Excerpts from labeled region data
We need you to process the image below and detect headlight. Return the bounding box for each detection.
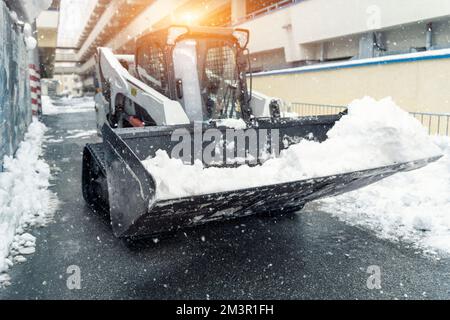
[167,27,189,45]
[233,29,249,49]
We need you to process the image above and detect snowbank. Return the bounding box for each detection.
[143,97,441,199]
[0,120,57,280]
[319,137,450,254]
[42,96,95,115]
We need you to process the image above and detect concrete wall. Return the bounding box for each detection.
[238,0,450,62]
[0,1,31,171]
[253,49,450,113]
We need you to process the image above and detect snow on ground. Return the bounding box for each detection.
[0,120,57,285]
[143,97,441,199]
[66,130,97,139]
[42,96,95,115]
[318,136,450,254]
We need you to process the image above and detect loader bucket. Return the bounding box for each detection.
[83,115,437,237]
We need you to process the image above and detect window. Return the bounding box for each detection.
[202,41,241,119]
[138,45,167,93]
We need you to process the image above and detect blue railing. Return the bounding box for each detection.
[284,102,450,136]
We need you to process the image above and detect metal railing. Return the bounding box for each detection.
[234,0,304,25]
[283,102,450,136]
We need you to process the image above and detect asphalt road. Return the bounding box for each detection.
[0,112,450,299]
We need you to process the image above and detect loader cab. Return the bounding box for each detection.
[136,26,250,122]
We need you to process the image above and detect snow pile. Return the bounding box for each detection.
[0,120,57,282]
[42,96,95,115]
[143,97,441,199]
[319,137,450,254]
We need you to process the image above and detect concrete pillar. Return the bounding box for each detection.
[358,32,374,59]
[425,22,433,50]
[231,0,247,24]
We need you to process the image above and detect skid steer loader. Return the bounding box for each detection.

__EXERCISE DESCRIPTION__. Arrange the listing above as a JSON list of strings, one string per line, omitting blank lines and the pictures.

__OUTPUT FOR THIS EXERCISE__.
[
  "We need you to process the image below and detect headlight. Return the bounding box for each detection.",
  "[167,27,189,45]",
  "[233,29,249,49]",
  "We need you to process the image above and detect snowbank. Return the bounding box for each detection.",
  "[143,97,441,199]",
  "[0,120,57,280]",
  "[319,137,450,254]",
  "[42,96,95,115]",
  "We need you to process the image above and detect concrete wall. Return the bounding box for each detection.",
  "[238,0,450,62]",
  "[0,1,31,171]",
  "[253,49,450,113]",
  "We need you to process the image above and detect snow on ground. Return the bounding box for each detection.",
  "[0,120,57,285]",
  "[143,97,441,199]",
  "[66,130,97,139]",
  "[42,96,95,115]",
  "[318,136,450,254]",
  "We need you to process the image above and detect loader bucket. Return the bounding box for each detection.",
  "[83,115,437,237]",
  "We need you to process the image above and detect window. Return the bounding box for each detection.",
  "[202,41,241,119]",
  "[138,45,167,93]",
  "We need you to process the image above and detect blue railing. Return the bounding box for each detection.",
  "[284,102,450,136]",
  "We need you to process the image above and detect metal railing. Return the bounding box for each detection.",
  "[234,0,304,25]",
  "[283,102,450,136]",
  "We need you to process the image above and detect asphalt road. Return the bounding box for each detection.",
  "[0,112,450,299]",
  "We need you to process the image above and detect loader cab. Return the bounding box for each detection.",
  "[136,26,250,122]",
  "We need you to process the image above and detect snow pile. Return the bounding box for each detection.",
  "[0,120,57,282]",
  "[42,96,95,115]",
  "[143,97,441,199]",
  "[319,137,450,254]",
  "We need you to process the image above and detect concrete pillar. Return the bounding box for each detection.",
  "[358,32,374,59]",
  "[425,22,433,50]",
  "[231,0,247,24]",
  "We need you to process the image above and detect skid steer loader. Return the bounding box for each detection."
]